**Source extract**

....

MONTREAL — U.S. investment firm Browning West has requested a special meeting of Gildan Activewear Inc. shareholders to replace a majority of the company's directors and reinstate Glenn Chamandy as chief executive.

The firm, which owns a five per cent stake in Gildan, said Tuesday that it wants to replace eight of the company's 11 board members including chair Donald Berg, up from an earlier plan to replace five directors.

The firm said in a letter to shareholders that it expanded the slate because "new information has come to light in recent days indicating that the board is deeply entrenched and is entirely unresponsive to shareholder demands."

"The urgent need for even more substantial change became apparent once we learned that the Board unanimously: (i) will not consider the reinstatement of Glenn Chamandy as CEO, (ii) is committed to appointing Vincent Tyra to the CEO role, and (iii) is not willing to reconstitute the Board in a credible manner," Browning West wrote.

The push for change comes as shareholders, Chamandy and the company have been exchanging barbs since December, when Gildan announced his departure from the apparel firm he co-founded. The company simultaneously announced Tyra, a former Fruit of the Loom executive, would be Chamandy's replacement.

A handful of shareholders, including Gildan's largest shareholder Jarislowsky Fraser, have since sought a reversal of the decision.

....

**Extracted entries**
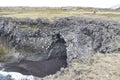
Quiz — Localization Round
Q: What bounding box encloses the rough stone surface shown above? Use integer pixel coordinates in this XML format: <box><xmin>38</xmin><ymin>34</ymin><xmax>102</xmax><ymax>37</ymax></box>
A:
<box><xmin>0</xmin><ymin>17</ymin><xmax>120</xmax><ymax>63</ymax></box>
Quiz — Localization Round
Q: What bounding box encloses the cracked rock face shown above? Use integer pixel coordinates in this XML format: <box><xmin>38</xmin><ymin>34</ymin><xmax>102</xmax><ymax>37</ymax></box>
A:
<box><xmin>0</xmin><ymin>17</ymin><xmax>120</xmax><ymax>64</ymax></box>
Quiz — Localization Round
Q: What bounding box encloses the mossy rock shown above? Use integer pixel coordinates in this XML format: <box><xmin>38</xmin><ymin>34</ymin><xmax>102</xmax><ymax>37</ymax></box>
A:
<box><xmin>0</xmin><ymin>44</ymin><xmax>8</xmax><ymax>55</ymax></box>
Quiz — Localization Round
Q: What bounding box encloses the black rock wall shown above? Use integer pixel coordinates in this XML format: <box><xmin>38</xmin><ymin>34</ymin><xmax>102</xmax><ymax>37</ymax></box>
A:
<box><xmin>0</xmin><ymin>17</ymin><xmax>120</xmax><ymax>63</ymax></box>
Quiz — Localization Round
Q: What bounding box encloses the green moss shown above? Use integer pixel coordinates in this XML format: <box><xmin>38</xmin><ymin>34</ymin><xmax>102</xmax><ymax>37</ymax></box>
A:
<box><xmin>0</xmin><ymin>44</ymin><xmax>8</xmax><ymax>55</ymax></box>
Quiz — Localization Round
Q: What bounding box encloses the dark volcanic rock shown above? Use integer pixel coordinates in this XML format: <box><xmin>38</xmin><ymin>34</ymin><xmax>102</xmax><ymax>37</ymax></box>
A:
<box><xmin>4</xmin><ymin>57</ymin><xmax>67</xmax><ymax>77</ymax></box>
<box><xmin>0</xmin><ymin>17</ymin><xmax>120</xmax><ymax>63</ymax></box>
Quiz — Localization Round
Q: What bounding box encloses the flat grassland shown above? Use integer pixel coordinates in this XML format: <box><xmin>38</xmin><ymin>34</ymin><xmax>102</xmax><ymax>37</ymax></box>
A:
<box><xmin>0</xmin><ymin>8</ymin><xmax>120</xmax><ymax>20</ymax></box>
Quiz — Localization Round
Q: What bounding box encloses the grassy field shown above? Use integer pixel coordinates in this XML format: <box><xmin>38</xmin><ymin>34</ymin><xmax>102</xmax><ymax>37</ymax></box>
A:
<box><xmin>0</xmin><ymin>8</ymin><xmax>120</xmax><ymax>20</ymax></box>
<box><xmin>43</xmin><ymin>53</ymin><xmax>120</xmax><ymax>80</ymax></box>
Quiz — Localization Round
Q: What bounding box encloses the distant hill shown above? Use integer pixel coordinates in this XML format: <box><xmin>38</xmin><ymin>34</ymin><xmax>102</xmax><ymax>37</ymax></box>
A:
<box><xmin>111</xmin><ymin>5</ymin><xmax>120</xmax><ymax>11</ymax></box>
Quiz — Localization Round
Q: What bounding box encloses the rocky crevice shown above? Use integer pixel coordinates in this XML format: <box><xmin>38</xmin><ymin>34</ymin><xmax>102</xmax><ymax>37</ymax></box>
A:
<box><xmin>0</xmin><ymin>17</ymin><xmax>120</xmax><ymax>77</ymax></box>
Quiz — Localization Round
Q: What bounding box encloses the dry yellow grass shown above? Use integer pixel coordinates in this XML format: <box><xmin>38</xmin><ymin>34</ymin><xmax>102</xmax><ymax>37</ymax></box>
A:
<box><xmin>0</xmin><ymin>8</ymin><xmax>120</xmax><ymax>20</ymax></box>
<box><xmin>44</xmin><ymin>53</ymin><xmax>120</xmax><ymax>80</ymax></box>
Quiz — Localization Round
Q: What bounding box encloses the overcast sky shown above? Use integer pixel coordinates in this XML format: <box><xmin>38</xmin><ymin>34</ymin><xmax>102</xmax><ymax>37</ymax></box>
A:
<box><xmin>0</xmin><ymin>0</ymin><xmax>120</xmax><ymax>8</ymax></box>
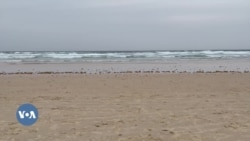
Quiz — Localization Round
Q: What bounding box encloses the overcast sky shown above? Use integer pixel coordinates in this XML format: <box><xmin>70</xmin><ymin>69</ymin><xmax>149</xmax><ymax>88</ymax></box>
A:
<box><xmin>0</xmin><ymin>0</ymin><xmax>250</xmax><ymax>51</ymax></box>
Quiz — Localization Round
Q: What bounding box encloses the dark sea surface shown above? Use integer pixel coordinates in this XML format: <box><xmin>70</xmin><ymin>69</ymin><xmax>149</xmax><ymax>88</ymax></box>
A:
<box><xmin>0</xmin><ymin>50</ymin><xmax>250</xmax><ymax>63</ymax></box>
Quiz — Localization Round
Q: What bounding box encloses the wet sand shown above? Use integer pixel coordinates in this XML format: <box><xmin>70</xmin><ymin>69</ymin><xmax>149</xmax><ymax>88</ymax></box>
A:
<box><xmin>0</xmin><ymin>73</ymin><xmax>250</xmax><ymax>141</ymax></box>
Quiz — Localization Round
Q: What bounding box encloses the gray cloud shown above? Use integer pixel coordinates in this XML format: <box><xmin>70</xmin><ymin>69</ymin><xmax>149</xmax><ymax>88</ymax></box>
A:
<box><xmin>0</xmin><ymin>0</ymin><xmax>250</xmax><ymax>50</ymax></box>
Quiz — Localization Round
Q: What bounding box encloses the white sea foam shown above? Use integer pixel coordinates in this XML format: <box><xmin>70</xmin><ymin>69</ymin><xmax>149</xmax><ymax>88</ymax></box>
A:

....

**Written task A**
According to the Gildan article, how many of the company's board members does Browning West now want to replace?
**Written task B**
Extract every line of the rows that contains the string "wall". Case counts.

**Final answer A**
Eight of the company's 11 board members.

**Final answer B**
Q: What bounding box encloses the black rock wall shown above? Use integer pixel coordinates in this XML format: <box><xmin>38</xmin><ymin>34</ymin><xmax>102</xmax><ymax>37</ymax></box>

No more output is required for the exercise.